▶ Task description: Each record needs to be echoed exactly; can you do that?

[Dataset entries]
*** Begin section ***
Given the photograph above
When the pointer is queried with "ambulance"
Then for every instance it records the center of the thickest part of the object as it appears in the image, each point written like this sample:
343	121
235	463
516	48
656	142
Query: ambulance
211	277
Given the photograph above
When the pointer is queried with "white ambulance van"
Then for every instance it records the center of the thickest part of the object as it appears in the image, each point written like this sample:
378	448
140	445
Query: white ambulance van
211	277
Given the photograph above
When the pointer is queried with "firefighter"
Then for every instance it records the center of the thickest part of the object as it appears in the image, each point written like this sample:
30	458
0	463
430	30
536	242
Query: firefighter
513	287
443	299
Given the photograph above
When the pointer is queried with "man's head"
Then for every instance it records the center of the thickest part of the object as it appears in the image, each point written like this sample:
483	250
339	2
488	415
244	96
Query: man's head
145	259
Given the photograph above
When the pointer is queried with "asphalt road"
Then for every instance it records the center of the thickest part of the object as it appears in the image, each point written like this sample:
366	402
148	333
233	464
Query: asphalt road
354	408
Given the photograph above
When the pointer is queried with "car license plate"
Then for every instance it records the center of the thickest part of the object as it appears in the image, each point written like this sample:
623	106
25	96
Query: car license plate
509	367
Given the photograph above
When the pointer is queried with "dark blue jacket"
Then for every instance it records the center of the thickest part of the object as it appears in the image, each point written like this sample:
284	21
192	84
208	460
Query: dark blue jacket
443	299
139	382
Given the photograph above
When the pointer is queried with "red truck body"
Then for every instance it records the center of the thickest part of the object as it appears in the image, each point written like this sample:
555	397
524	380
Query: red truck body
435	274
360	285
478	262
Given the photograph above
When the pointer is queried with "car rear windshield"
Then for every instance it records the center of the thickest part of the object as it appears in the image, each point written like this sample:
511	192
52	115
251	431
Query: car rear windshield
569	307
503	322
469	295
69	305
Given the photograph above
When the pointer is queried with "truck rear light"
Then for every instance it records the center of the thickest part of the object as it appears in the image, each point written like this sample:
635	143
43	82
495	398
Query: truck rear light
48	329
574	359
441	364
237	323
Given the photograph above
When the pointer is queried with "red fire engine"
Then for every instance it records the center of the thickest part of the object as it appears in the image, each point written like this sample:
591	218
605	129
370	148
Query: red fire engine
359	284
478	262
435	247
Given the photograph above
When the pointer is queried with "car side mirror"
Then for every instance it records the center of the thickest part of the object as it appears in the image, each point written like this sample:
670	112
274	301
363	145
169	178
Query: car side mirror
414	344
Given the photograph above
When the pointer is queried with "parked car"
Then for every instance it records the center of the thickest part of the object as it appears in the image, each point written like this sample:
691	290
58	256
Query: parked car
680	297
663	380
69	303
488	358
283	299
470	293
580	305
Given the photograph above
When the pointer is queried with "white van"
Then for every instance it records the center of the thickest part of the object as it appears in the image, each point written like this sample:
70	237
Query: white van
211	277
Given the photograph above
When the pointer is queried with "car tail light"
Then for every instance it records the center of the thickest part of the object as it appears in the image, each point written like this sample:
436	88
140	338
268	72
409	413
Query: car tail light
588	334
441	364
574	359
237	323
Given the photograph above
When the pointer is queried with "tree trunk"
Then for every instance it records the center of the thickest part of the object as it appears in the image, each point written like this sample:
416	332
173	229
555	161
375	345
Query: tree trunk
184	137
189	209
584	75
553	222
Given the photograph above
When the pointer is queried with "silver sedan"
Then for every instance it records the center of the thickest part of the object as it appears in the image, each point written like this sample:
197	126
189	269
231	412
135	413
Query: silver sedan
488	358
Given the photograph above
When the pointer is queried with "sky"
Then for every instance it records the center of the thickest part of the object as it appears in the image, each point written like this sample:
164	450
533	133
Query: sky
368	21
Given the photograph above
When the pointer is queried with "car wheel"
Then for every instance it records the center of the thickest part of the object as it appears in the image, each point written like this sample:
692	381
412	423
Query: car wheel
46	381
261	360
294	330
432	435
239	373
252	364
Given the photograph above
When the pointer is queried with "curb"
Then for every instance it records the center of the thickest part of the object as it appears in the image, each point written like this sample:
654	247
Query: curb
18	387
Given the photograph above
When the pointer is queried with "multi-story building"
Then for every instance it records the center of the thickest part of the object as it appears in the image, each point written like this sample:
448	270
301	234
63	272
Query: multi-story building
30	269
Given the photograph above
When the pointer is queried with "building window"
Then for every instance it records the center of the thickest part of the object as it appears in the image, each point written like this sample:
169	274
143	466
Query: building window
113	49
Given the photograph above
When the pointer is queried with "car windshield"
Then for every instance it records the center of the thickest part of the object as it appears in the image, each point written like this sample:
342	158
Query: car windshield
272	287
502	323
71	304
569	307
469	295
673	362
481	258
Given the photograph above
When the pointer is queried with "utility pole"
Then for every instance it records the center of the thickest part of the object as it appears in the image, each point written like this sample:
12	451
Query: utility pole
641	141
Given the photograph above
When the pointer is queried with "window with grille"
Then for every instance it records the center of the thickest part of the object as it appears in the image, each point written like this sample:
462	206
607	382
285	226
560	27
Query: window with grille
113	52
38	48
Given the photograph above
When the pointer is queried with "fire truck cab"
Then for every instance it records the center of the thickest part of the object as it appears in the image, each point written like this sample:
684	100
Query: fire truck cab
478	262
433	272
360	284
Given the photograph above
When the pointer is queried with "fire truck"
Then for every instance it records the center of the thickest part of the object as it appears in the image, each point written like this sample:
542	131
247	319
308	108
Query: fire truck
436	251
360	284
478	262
*** End section ***
▶ Result for this exercise:
Given the photograph above
When the pointer is queried with "ambulance"
Then for every instance it records the center of the thickest part of the object as it appears in the image, each point written like this sample:
343	121
235	463
516	48
656	142
Query: ambulance
211	277
Given the photograph above
When the pointer is queried with "white ambulance van"
Then for every instance it records the center of the thickest part of the object as it appears in the image, each point written like this sample:
378	448
140	445
Query: white ambulance van
211	277
Given the photograph above
When the pointer is queried with "firefighter"
Then for every instance it records the center of the thickest part of the object as it appears in the image, each point written like this sample:
30	458
0	463
430	30
536	242
Query: firefighter
513	287
443	299
Given the photograph above
When the pointer is queried with "man's head"
Then for every instance it records the center of the thickest part of the object as it appears in the image, each point written like this sample:
483	250
339	2
488	415
244	96
Query: man's head
145	259
Given the photograph above
When the pointer is queried with "asphalt road"
Then for every instance it records the center of the thickest part of the object as it appears in the image, each point written like this sample:
366	402
148	333
233	464
Query: asphalt road
354	408
Given the photograph above
When the pointer is queried with "car license plate"
Then for every instance it records the center of the thickest part of the object as it appears in the image, each point written like this sample:
623	106
25	96
Query: car license plate
509	367
Given the photograph above
When the pointer is queried with "dark blue jacket"
Then for every instance it records the center of the thickest part of the object as it appears in the image, each point written like this sample:
284	21
192	84
208	460
Query: dark blue jacket
443	299
139	382
Given the photograph above
When the pointer is queried with "red truck body"
Then for every instance it records the center of the thickest part of the object as it appears in the image, each point written like this sample:
555	397
524	380
Query: red truck body
435	274
360	285
478	262
Given the photograph above
When the pointer is queried with "car rear windshield"
Then for every instance it records the center of the thickest part of the object as it appears in the image, each point written like this sample:
511	192
52	115
251	431
Query: car rear windshield
569	307
503	322
469	295
69	305
Given the photograph above
When the pointer is queried with "truck rear light"
Then for every instance it records the center of the thickest part of the object as it appears in the image, each point written like this sample:
635	143
43	82
495	398
Query: truck rear light
48	329
574	359
441	364
237	323
Given the photograph above
When the pointer is queried with "red fire engine"
Then for every instance it records the center of the thickest part of the object as it appears in the image, each point written like this sample:
591	218
605	129
370	148
Query: red fire engine
359	284
478	262
435	247
Given the photograph above
When the pointer is queried with "car side mirror"
Then for every instance it records the center of the thickest part of the object as it appears in the image, each point written like this sample:
670	112
274	301
363	145
169	178
Query: car side mirror
414	344
Given the photograph above
When the pointer is queried with "parked car"
Then for every instance it records the center of the thickest part of the object as it appears in the image, each point written like this sample:
691	290
58	256
Query: parked car
680	297
663	380
69	303
488	358
283	299
470	293
580	305
Given the photograph above
When the pointer is queried with "white van"
Then for every instance it records the center of the thickest part of the object as it appears in the image, each point written like this sample:
70	237
Query: white van
211	277
Given the photograph above
When the pointer is queried with "car tail light"
Then for every instance it records the center of the thickest part of the object as it appears in the image, each point written like this sample:
436	88
140	338
268	72
409	413
Query: car tail light
588	334
441	364
574	359
237	323
Given the photograph above
When the pointer is queried with "tree trunk"
Then for every instance it records the center of the thickest part of the object as it appears in the image, each point written like this sample:
416	332
173	229
555	161
375	345
Query: tree trunk
184	137
189	209
584	75
553	222
Given the photograph above
When the pointer is queried with "silver sedan"
Then for every instance it records the center of the thickest part of the object as it appears in the image, each point written like this sample:
197	126
189	269
231	412
135	413
Query: silver sedan
488	358
Given the photograph above
When the pointer is queried with "sky"
Then for every instance it records the center of the thickest part of the object as it appears in the image, each point written like this sample:
164	450
533	133
Query: sky
368	21
Given the photograph above
When the pointer is queried with "car wheel"
Then for every instance it records the center of the thickest part of the object as it appears in the image, each point written like this sample:
692	381
412	423
Query: car wheel
46	381
261	360
294	330
432	435
239	373
252	364
Given the photograph above
When the pointer is queried with "curb"
Then for every instance it records the center of the thickest part of the object as it appears in the image, each point written like this sample:
654	247
Query: curb
18	387
Given the photograph above
When the pointer is queried with "multi-story building"
Then for every instance it records the center of the thickest part of the object as it appears in the image, each point written like this sample:
448	270
301	234
63	272
Query: multi-story building
30	269
Given the photograph above
When the pointer is queried with "building window"
Then for every instance it records the center of the thickest part of the object as it appears in the image, each point written like this sample:
169	274
143	466
Query: building window
113	49
Given the photograph above
When the pointer is queried with "car windshield"
Then for every instance it records the center of the thickest part of the object as it appears in the image, each point written like this sample:
342	158
Query: car windshield
272	287
502	323
71	304
569	307
469	295
673	362
481	258
Given the photograph above
When the pointer is queried with "utility pole"
Then for every instance it records the center of the thickest part of the object as it appears in the image, each point written like this sample:
12	451
Query: utility pole
641	141
Given the photograph above
When the pointer is queried with "window with grille"
Then for every instance it records the center of the thickest part of the object as it appears in the image, each point written like this sample:
462	206
607	382
285	226
560	27
Query: window with grille
113	52
38	48
Given the photograph above
When the pointer is queried with "fire truck cab"
Then for every instance it records the center of the thickest part of the object as it appears in the image, each point written like this sample:
684	100
Query: fire truck cab
478	262
433	272
360	284
Given the photograph above
When the pointer is queried with "fire truck"
Then for every instance it records the center of the thickest part of the object as it appears in the image, each point written like this sample:
542	131
247	319
308	108
Query: fire truck
436	251
360	284
478	262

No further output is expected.